• [EXERCISE AIM] For each line in the data below that holds "phrase", return a copy.

• [RECORDS TO PROCESS]
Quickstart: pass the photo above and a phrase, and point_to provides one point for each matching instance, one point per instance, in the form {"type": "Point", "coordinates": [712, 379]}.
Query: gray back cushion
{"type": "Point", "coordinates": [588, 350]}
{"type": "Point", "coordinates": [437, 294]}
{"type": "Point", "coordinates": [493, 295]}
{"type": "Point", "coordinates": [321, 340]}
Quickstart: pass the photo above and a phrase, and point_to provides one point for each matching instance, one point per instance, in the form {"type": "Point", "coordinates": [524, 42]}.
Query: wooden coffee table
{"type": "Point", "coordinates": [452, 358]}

==

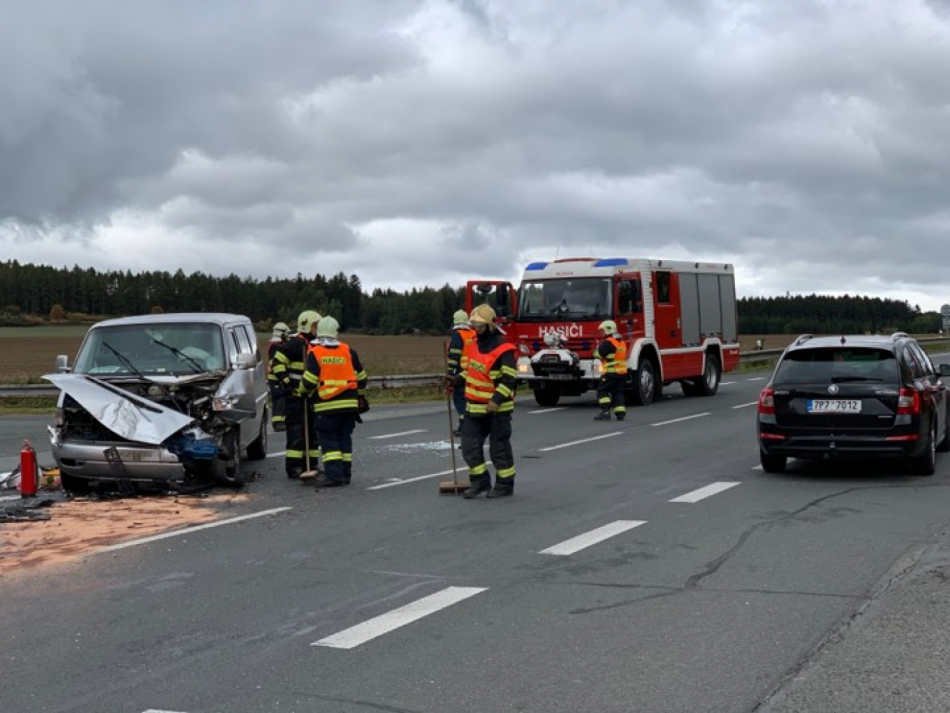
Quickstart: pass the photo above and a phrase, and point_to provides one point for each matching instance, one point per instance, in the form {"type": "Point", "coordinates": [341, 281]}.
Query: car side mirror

...

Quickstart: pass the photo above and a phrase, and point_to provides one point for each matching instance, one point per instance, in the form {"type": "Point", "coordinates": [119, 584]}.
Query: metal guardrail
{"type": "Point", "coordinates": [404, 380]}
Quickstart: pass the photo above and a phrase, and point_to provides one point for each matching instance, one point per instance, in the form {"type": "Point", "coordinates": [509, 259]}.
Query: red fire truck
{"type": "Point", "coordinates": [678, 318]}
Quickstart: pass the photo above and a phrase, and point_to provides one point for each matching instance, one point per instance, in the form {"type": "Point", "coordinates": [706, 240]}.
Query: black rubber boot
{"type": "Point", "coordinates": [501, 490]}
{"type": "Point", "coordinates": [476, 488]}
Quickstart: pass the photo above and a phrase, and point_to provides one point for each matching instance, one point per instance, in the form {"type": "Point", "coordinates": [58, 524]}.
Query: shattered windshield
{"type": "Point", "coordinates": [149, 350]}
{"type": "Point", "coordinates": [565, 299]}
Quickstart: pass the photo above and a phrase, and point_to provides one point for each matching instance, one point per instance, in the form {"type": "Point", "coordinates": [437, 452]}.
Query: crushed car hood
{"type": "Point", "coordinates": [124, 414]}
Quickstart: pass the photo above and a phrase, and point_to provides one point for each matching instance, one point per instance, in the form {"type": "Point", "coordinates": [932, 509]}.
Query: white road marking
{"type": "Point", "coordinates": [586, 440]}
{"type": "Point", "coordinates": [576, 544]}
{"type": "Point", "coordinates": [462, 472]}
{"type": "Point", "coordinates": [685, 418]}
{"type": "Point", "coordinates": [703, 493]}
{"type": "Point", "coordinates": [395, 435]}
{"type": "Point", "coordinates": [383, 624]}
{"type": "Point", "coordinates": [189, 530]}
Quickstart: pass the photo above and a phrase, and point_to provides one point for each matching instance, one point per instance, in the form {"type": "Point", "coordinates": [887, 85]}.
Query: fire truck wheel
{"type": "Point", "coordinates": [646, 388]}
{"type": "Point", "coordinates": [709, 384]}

• [OUTPUT BELOW]
Quickstart: pass the photo above and a phrase, and point_to provides one point for each matching instance, one point per instance, in the form {"type": "Point", "coordinates": [712, 379]}.
Quickstart: pass the photo above and a phrase, and point_to provides one point for each matching instance, one point per instance, in the form {"type": "Point", "coordinates": [524, 42]}.
Quickstart: pass the photo above and a phrase, and point_to provides one point for each matching instance, one point per instance, in the form {"type": "Point", "coordinates": [341, 281]}.
Quickstart: pass the photo above and a phrase, and point_to provides one point for each matching instance, one point per instance, in the form {"type": "Point", "coordinates": [119, 584]}.
Quickstart: pass the photo above and a phrase, and point_to provides one point for each matching instance, one point per instance, in the form {"type": "Point", "coordinates": [509, 259]}.
Quickstart: pass the photo above and a phrase, and point_to provides one point for each matching instance, one point per instance, in the form {"type": "Point", "coordinates": [706, 240]}.
Quickstart: pass the photo above and a phrase, and point_to provides one point for each matching instance, one point per instance, in the form {"type": "Point", "coordinates": [58, 524]}.
Quickstart: pass the photo above and a phrase, and point_to provides one point for each matching instance, one point per instance, in the form {"type": "Point", "coordinates": [437, 452]}.
Quickstart: pass the photo above and a phrase, and point_to provides one point for each matching instance, one point per instance, in the form {"type": "Point", "coordinates": [932, 509]}.
Quickstart: pass the photo above and a phrase, and point_to provides one point for each matching instance, one point per instance, in the form {"type": "Point", "coordinates": [887, 85]}.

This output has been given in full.